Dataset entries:
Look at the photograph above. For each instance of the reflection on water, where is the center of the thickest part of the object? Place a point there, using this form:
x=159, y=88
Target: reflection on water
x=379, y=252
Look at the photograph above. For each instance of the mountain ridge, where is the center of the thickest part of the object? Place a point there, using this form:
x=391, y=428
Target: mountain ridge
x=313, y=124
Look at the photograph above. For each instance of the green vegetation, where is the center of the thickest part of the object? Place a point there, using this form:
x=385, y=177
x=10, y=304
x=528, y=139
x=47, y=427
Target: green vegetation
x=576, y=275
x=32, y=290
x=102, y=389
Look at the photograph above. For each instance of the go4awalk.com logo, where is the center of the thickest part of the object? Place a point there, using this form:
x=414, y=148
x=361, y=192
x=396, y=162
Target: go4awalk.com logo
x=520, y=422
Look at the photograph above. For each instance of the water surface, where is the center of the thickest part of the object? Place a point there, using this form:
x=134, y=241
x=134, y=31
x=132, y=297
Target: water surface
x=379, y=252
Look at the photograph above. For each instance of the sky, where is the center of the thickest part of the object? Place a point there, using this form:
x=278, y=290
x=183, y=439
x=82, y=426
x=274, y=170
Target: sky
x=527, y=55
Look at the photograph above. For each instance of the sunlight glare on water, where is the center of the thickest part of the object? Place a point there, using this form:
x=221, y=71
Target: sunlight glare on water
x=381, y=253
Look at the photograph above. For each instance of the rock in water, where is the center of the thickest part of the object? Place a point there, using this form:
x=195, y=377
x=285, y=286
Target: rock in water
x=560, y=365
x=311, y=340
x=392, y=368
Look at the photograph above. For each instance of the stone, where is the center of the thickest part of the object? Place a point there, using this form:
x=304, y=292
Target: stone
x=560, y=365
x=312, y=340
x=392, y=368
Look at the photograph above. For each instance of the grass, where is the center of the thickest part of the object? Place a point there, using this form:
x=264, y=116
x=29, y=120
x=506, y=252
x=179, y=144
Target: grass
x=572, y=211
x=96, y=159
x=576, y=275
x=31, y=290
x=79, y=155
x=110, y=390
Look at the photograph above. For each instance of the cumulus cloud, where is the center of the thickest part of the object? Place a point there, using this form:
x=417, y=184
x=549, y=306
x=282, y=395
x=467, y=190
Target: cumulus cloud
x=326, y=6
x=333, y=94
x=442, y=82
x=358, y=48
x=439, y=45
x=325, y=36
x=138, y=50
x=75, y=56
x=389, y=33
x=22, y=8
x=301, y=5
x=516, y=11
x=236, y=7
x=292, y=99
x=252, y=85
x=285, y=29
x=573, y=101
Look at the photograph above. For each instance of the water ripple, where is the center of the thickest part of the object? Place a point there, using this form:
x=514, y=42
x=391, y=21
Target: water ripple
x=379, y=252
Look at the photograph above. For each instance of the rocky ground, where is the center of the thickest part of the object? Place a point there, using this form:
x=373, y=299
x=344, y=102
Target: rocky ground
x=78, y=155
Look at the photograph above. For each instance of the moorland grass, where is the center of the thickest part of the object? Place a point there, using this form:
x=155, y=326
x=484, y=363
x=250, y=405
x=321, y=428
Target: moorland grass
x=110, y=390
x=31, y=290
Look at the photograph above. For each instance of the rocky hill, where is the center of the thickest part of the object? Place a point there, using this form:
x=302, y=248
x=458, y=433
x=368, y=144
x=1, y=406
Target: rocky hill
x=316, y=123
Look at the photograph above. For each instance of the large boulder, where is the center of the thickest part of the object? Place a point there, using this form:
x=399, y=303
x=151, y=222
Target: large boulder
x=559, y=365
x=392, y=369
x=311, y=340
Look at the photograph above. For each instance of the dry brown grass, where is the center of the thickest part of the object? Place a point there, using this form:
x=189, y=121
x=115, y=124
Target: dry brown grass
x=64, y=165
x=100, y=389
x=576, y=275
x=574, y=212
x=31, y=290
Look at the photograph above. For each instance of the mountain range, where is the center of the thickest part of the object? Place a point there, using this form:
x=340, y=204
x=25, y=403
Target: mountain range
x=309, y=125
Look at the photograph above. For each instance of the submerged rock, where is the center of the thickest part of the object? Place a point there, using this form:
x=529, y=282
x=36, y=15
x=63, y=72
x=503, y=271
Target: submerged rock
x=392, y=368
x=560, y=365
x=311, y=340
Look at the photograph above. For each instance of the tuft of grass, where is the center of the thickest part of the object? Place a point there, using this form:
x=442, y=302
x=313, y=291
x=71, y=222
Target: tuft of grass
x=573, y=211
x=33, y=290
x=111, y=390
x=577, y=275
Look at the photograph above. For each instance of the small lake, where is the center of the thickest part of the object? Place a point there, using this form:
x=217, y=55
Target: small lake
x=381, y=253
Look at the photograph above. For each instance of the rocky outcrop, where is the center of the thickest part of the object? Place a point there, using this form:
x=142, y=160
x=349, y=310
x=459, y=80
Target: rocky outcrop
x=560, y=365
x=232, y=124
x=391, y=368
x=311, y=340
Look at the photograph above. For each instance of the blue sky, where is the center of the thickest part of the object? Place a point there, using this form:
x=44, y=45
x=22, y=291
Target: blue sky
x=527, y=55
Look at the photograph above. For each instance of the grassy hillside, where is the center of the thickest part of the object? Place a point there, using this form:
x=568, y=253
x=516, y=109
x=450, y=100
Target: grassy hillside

What the exercise asks:
Each line of the data must be retyped exactly.

Solution for this exercise:
Look at the photograph above. For each instance of the reflection on water, where is the center of the thickest part of the object? Place a point there, using this form:
x=159, y=88
Target: reflection on water
x=379, y=252
Look at the photograph above. For each instance of the mountain ridge, where is the center of the thickest part of the object? Place a point there, using this form:
x=391, y=428
Target: mountain ridge
x=313, y=124
Look at the photograph above. For each instance of the green vegetation, where is the center of the thickest part of the object? Place a point there, using this form:
x=385, y=177
x=10, y=304
x=528, y=139
x=47, y=427
Target: green vegetation
x=576, y=275
x=32, y=290
x=102, y=389
Look at the photograph above. For each instance of the go4awalk.com logo, where is the center of the thickest part of the object? Place a point there, using this form:
x=414, y=148
x=361, y=192
x=396, y=162
Target: go4awalk.com logo
x=520, y=422
Look at the photograph above. For each instance of the water surface, where is the center of the thickest part of the object? Place a point there, using this form:
x=134, y=241
x=134, y=31
x=132, y=297
Target: water surface
x=379, y=252
Look at the photograph above. For each instance of the sky, where is the center of the thickest part of the object? Place a point there, using this form:
x=278, y=290
x=183, y=439
x=82, y=426
x=274, y=170
Target: sky
x=527, y=55
Look at the photograph above. For each instance of the sunlight glare on water, where is the center of the thickest part of the object? Place a point there, using this form:
x=221, y=71
Target: sunlight glare on water
x=381, y=253
Look at the photograph above. For each instance of the rock in water, where is the center of the thickest part of the object? Place a point there, using this form:
x=195, y=377
x=285, y=286
Target: rock in water
x=560, y=365
x=311, y=340
x=392, y=368
Look at the photograph above. For each instance of the stone, where is the center of the thickest part of the object? Place a point there, using this form:
x=304, y=292
Target: stone
x=560, y=365
x=312, y=340
x=392, y=368
Look at the photograph above. For each instance of the grass, where is the center of the thickest part of the object? Place a point there, using this form:
x=264, y=116
x=29, y=120
x=506, y=252
x=179, y=144
Target: grass
x=572, y=211
x=96, y=159
x=576, y=275
x=31, y=290
x=79, y=155
x=110, y=390
Look at the photograph above. For each instance of the cumulus cloud, where is the center of the thickest part of the object? Place a point there, using this form:
x=417, y=184
x=549, y=306
x=282, y=395
x=467, y=190
Target: cumulus cloud
x=326, y=6
x=333, y=94
x=442, y=82
x=358, y=48
x=439, y=45
x=325, y=36
x=138, y=50
x=75, y=56
x=389, y=33
x=22, y=8
x=301, y=5
x=516, y=11
x=236, y=7
x=292, y=99
x=252, y=85
x=285, y=29
x=573, y=101
Look at the photograph above. For each instance of the water ripple, where is the center of the thickest part of the object? Place a point there, using this form:
x=514, y=42
x=391, y=21
Target: water ripple
x=379, y=252
Look at the photograph above. For each instance of the rocky ground, where is the center of the thickest part of the object? Place a point there, using this form:
x=373, y=299
x=344, y=102
Target: rocky ground
x=78, y=155
Look at the photograph above. For each instance of the moorland grass, where is the center of the thickest part of the object? Place a point there, using this form:
x=155, y=326
x=484, y=363
x=250, y=405
x=321, y=428
Target: moorland grass
x=110, y=390
x=31, y=290
Look at the photograph above. For each instance of the rocky hill, where is the center of the thickest part of the object? Place a point there, using this form:
x=302, y=248
x=458, y=433
x=368, y=144
x=1, y=406
Target: rocky hill
x=316, y=123
Look at the photograph above. For each instance of the large boulder, where is the center of the thickest part of the object? Place a point there, using this form:
x=399, y=303
x=151, y=222
Target: large boulder
x=559, y=365
x=392, y=369
x=311, y=340
Look at the photograph above. For each instance of the dry brown grass, where is the center of the thickest part of the object? Place a point there, using this form:
x=189, y=121
x=115, y=124
Target: dry brown grass
x=64, y=165
x=100, y=389
x=576, y=275
x=574, y=212
x=31, y=290
Look at the photograph above. For each instance of the mountain range, where is the center of the thickest part of the object? Place a point there, using this form:
x=340, y=204
x=25, y=403
Target: mountain range
x=309, y=125
Look at the photograph above. For each instance of the submerged rock, where is the center of the thickest part of the object? Place a point there, using this form:
x=529, y=282
x=36, y=15
x=63, y=72
x=503, y=271
Target: submerged rock
x=392, y=368
x=560, y=365
x=311, y=340
Look at the photograph above. For each instance of the tuft of grass, where is the center of the thickest part of the object? Place a point there, using this form:
x=442, y=302
x=313, y=291
x=71, y=222
Target: tuft of grass
x=573, y=211
x=33, y=290
x=111, y=390
x=577, y=275
Look at the photograph above. For each instance of the small lake, where is the center of the thickest part of the object? Place a point there, using this form:
x=217, y=55
Target: small lake
x=381, y=253
Look at the photograph above. For each instance of the rocky outcrop, where is the center of the thickest part of the object? Place a point there, using this form:
x=142, y=160
x=349, y=310
x=459, y=80
Target: rocky outcrop
x=560, y=365
x=232, y=124
x=391, y=368
x=311, y=340
Look at the photograph above. For each instance of the blue sky, where is the center of the thickest part of the object? Place a point there, using this form:
x=44, y=45
x=22, y=291
Target: blue sky
x=527, y=55
Look at the photograph above. For each instance of the grassy hillside, where is the center of the thickest part of the object? Place a point there, using this form:
x=568, y=253
x=516, y=109
x=450, y=100
Target: grassy hillside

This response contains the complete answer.